# eshopps refugium convertion



## navytom (Oct 31, 2012)

im looking for someone that has a Eshopps refugium that would be willing to take a few pictures for me of the first baffle to show me how the water flows through. i have a eshopps reef sump that i would like to turn into a refugium by just gluing in a baffle or two. i have access to laser cutter so that will make this very easy to do. thanks for any insight you can give.

i hope i posted this in the right section. i assumed since i was doing it myself this would be the right area.


----------



## navytom (Oct 31, 2012)

i actually just found a picture of one finnally. it looks like its just a horazontal cut in it, maybe 8 inches bay 1/2 inch but if someone could help me out with the exact dimentions of the cut out that would be alot of help too.

thanks.


----------



## rgr4475 (Mar 19, 2008)

You're in the right section. If you don't get your answer, trying calling their customer service number at (626)968-3678. Maybe they'll be able to help you out. Also, take pictures of the the progress and show us what you did. Good luck!


----------



## navytom (Oct 31, 2012)

This is what I've worked on so far. I have weld-on #4 in the mail and as soon as that get in ill post more. If you have any questions or suggestions let me know.

This is all the baffles drawn out on Corel draw.









Cutting out the acrylic.









After it's all cut out. I did the first baffle twice just incase I messed up bending it.









Dry fit before I bent the first baffle. It's all the brown parts.









Bent baffle. I used a small butane torch and the marble counter top.


----------

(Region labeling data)
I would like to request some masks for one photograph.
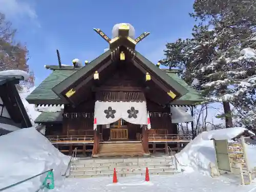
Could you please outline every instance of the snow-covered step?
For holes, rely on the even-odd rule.
[[[175,171],[176,169],[174,168],[152,168],[149,169],[150,172],[153,173],[160,173],[164,172]],[[123,168],[116,169],[117,173],[118,174],[128,174],[130,173],[143,173],[145,172],[145,168]],[[71,175],[80,175],[86,174],[111,174],[113,173],[113,169],[94,169],[94,170],[74,170],[70,172]]]
[[[174,162],[172,161],[150,161],[150,162],[88,162],[86,161],[77,161],[74,162],[73,165],[76,165],[77,166],[120,166],[127,165],[129,166],[135,165],[150,165],[150,164],[173,164]]]
[[[136,169],[136,168],[145,168],[147,167],[148,168],[169,168],[174,167],[174,165],[168,164],[148,164],[148,165],[134,165],[132,166],[72,166],[71,167],[71,171],[73,170],[113,170],[114,168],[117,169]]]
[[[154,158],[112,158],[112,159],[92,159],[92,158],[79,158],[75,161],[79,163],[122,163],[122,162],[157,162],[166,161],[172,162],[173,159],[169,157],[154,157]]]
[[[177,171],[168,171],[159,173],[150,173],[150,175],[174,175],[180,173]],[[128,177],[133,176],[145,176],[145,173],[117,173],[117,177]],[[113,174],[81,174],[77,175],[70,175],[68,176],[69,178],[84,178],[90,177],[112,177]]]

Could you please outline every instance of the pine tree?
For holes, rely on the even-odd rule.
[[[240,55],[255,34],[255,1],[195,1],[193,37],[167,44],[162,61],[183,69],[187,82],[196,78],[195,88],[209,101],[223,103],[227,127],[232,126],[230,103],[238,104],[246,92],[241,83],[255,73],[255,61]]]

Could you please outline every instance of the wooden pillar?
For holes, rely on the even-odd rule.
[[[165,154],[168,154],[168,143],[167,142],[165,142]]]
[[[153,143],[153,154],[155,154],[156,152],[156,144],[155,142]]]
[[[143,138],[143,146],[144,152],[145,154],[149,153],[148,151],[148,137],[147,135],[147,127],[146,125],[143,125],[141,128],[142,129],[142,138]]]
[[[69,154],[70,156],[72,155],[72,153],[73,153],[73,145],[71,144],[69,145]]]
[[[178,148],[178,152],[180,152],[181,151],[181,146],[180,142],[177,143],[177,147]]]
[[[93,156],[98,153],[99,146],[99,138],[97,130],[94,130],[94,141],[93,143]]]
[[[86,156],[86,144],[83,144],[82,146],[82,155],[83,156]]]

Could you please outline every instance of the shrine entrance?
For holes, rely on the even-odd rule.
[[[95,102],[94,127],[102,141],[140,141],[147,123],[145,101]]]
[[[102,141],[140,141],[140,125],[129,123],[121,118],[113,123],[102,125],[100,134]]]

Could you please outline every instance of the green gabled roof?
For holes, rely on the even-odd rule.
[[[47,69],[50,69],[51,70],[79,70],[83,66],[78,66],[75,68],[72,66],[65,65],[61,66],[61,67],[60,68],[59,66],[45,66],[45,67]]]
[[[198,104],[199,103],[205,100],[200,93],[195,90],[187,83],[179,77],[176,73],[169,71],[166,74],[173,79],[185,87],[188,90],[188,92],[181,97],[172,101],[172,104]]]
[[[63,111],[57,112],[42,112],[35,120],[35,123],[58,123],[62,120]]]
[[[55,70],[45,79],[26,99],[31,104],[62,104],[60,99],[52,89],[77,71]]]
[[[168,76],[164,72],[157,68],[154,63],[141,55],[139,52],[135,51],[135,53],[136,59],[140,61],[141,63],[145,65],[145,66],[149,68],[153,73],[159,76],[163,82],[164,82],[169,86],[173,87],[180,95],[183,95],[188,92],[188,90],[187,90],[185,87],[176,81],[172,77]],[[102,54],[99,57],[88,63],[86,66],[81,68],[79,70],[77,71],[76,73],[74,73],[68,78],[63,79],[58,84],[56,84],[56,86],[53,88],[53,91],[58,94],[59,97],[61,97],[61,92],[70,87],[73,83],[82,78],[84,74],[89,72],[92,70],[93,70],[93,69],[99,63],[106,59],[108,57],[110,57],[111,54],[111,51],[110,50]]]
[[[134,52],[135,52],[136,57],[144,63],[147,67],[150,68],[151,70],[161,78],[162,80],[174,88],[174,89],[178,91],[181,95],[184,95],[188,92],[188,90],[186,87],[177,82],[175,79],[173,78],[172,76],[168,76],[165,72],[156,66],[155,65],[150,61],[146,57],[136,51],[134,51]]]
[[[79,79],[82,77],[85,74],[93,70],[98,65],[98,64],[105,59],[108,57],[110,56],[111,55],[111,51],[110,50],[102,53],[96,59],[89,62],[86,66],[80,68],[79,70],[75,71],[76,73],[74,73],[72,75],[59,81],[59,83],[54,86],[53,90],[54,90],[55,93],[60,94],[63,90],[71,86],[74,82],[76,82],[79,80]]]

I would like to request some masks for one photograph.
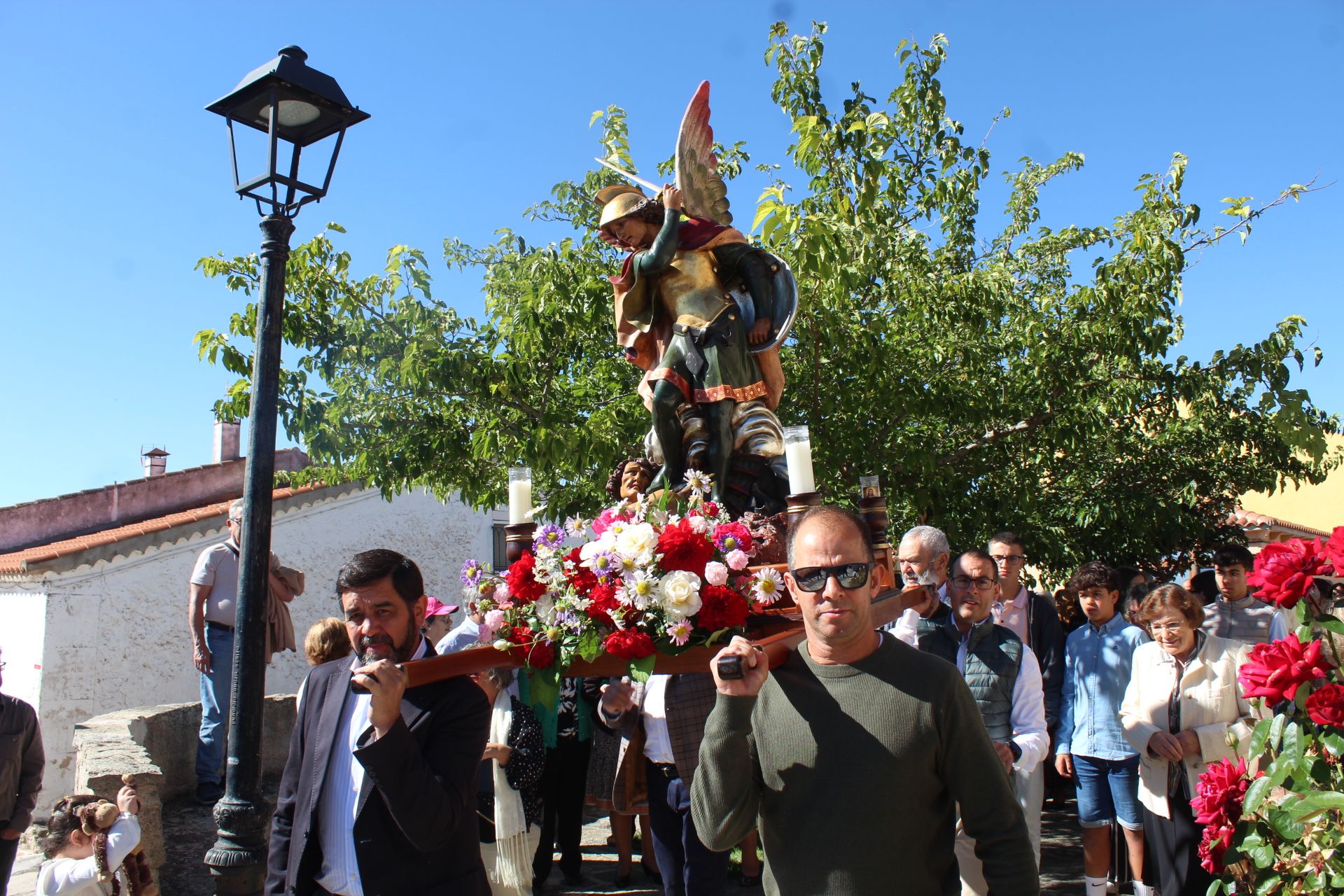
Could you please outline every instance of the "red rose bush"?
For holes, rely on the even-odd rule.
[[[1210,896],[1344,892],[1344,619],[1329,595],[1302,600],[1337,570],[1344,527],[1325,543],[1266,545],[1247,576],[1300,626],[1250,649],[1236,680],[1255,727],[1249,742],[1228,737],[1235,759],[1210,762],[1191,799],[1200,865],[1218,879]]]

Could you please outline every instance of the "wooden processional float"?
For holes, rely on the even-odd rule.
[[[817,504],[820,504],[820,496],[816,492],[790,494],[789,509],[785,517],[786,523],[792,524],[809,506]],[[902,602],[899,599],[900,588],[896,587],[895,555],[891,544],[887,541],[887,500],[880,494],[860,498],[859,514],[868,525],[868,539],[874,551],[872,625],[880,627],[888,622],[894,622],[902,611]],[[527,549],[527,545],[532,543],[534,528],[535,524],[532,523],[519,523],[505,527],[509,563],[517,560],[523,555],[523,551]],[[782,563],[770,566],[781,574],[786,570]],[[750,568],[755,571],[762,567]],[[751,641],[753,646],[769,657],[771,668],[782,665],[789,653],[802,643],[805,638],[802,614],[794,606],[793,598],[788,591],[782,591],[773,606],[753,614],[747,619],[746,637]],[[687,647],[676,656],[656,654],[653,672],[667,674],[708,672],[710,662],[719,649],[720,646],[698,646]],[[491,645],[482,645],[441,657],[411,660],[401,664],[401,669],[406,673],[406,686],[415,688],[454,676],[468,676],[499,668],[521,669],[524,665],[523,652],[516,647],[500,650]],[[563,677],[606,678],[624,676],[628,662],[625,660],[605,654],[591,662],[575,660],[560,674]]]

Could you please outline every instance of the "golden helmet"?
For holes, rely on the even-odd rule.
[[[602,207],[598,227],[606,227],[614,220],[625,218],[636,208],[648,201],[648,196],[638,187],[630,184],[613,184],[597,191],[594,200]]]

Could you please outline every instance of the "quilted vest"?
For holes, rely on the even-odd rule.
[[[1269,626],[1278,610],[1253,596],[1241,600],[1214,600],[1204,607],[1206,633],[1251,646],[1269,643]]]
[[[921,619],[919,649],[956,665],[961,630],[952,614],[938,622]],[[1021,669],[1021,638],[986,622],[970,630],[964,677],[991,740],[1012,740],[1012,689]]]

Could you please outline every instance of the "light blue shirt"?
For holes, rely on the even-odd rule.
[[[1116,614],[1102,626],[1086,622],[1064,642],[1064,686],[1055,752],[1093,759],[1137,755],[1120,725],[1134,647],[1149,638]]]

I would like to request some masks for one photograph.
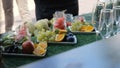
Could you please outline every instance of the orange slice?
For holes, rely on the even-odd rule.
[[[46,41],[40,42],[40,43],[38,44],[38,46],[41,46],[42,48],[46,49],[46,48],[47,48],[47,42],[46,42]]]
[[[56,34],[55,41],[61,42],[64,39],[65,34],[66,33]]]
[[[61,33],[67,33],[67,30],[59,30],[59,34]]]
[[[94,29],[93,26],[91,25],[84,25],[80,28],[80,31],[83,31],[83,32],[92,32]]]

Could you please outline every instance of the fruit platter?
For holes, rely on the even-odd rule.
[[[2,55],[42,57],[49,44],[76,44],[77,38],[67,26],[64,16],[25,22],[14,31],[0,34]]]
[[[95,34],[94,27],[83,16],[76,16],[68,29],[74,34]]]

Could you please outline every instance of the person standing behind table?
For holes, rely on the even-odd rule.
[[[78,15],[78,0],[34,0],[37,20],[51,19],[55,11],[67,10],[73,16]]]
[[[13,16],[13,0],[2,0],[3,2],[3,9],[5,13],[5,31],[11,31],[14,16]],[[22,18],[22,22],[32,22],[31,15],[28,10],[27,0],[16,0],[20,16]]]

Set problem
Decide whether each of the statements below agrees with the sump conversion thread, and answer yes or no for each one, quoting the words of the thread that settle it.
1. The poster had access to a laser cutter for making the baffles.
2. The first baffle was bent with a heat gun.
3. The weld-on #4 had already arrived when the baffle photos were posted.

Finished exercise
1. Yes: "i have access to laser cutter so that will make this very easy to do."
2. No: "I used a small butane torch and the marble counter top."
3. No: "I have weld-on #4 in the mail and as soon as that get in ill post more."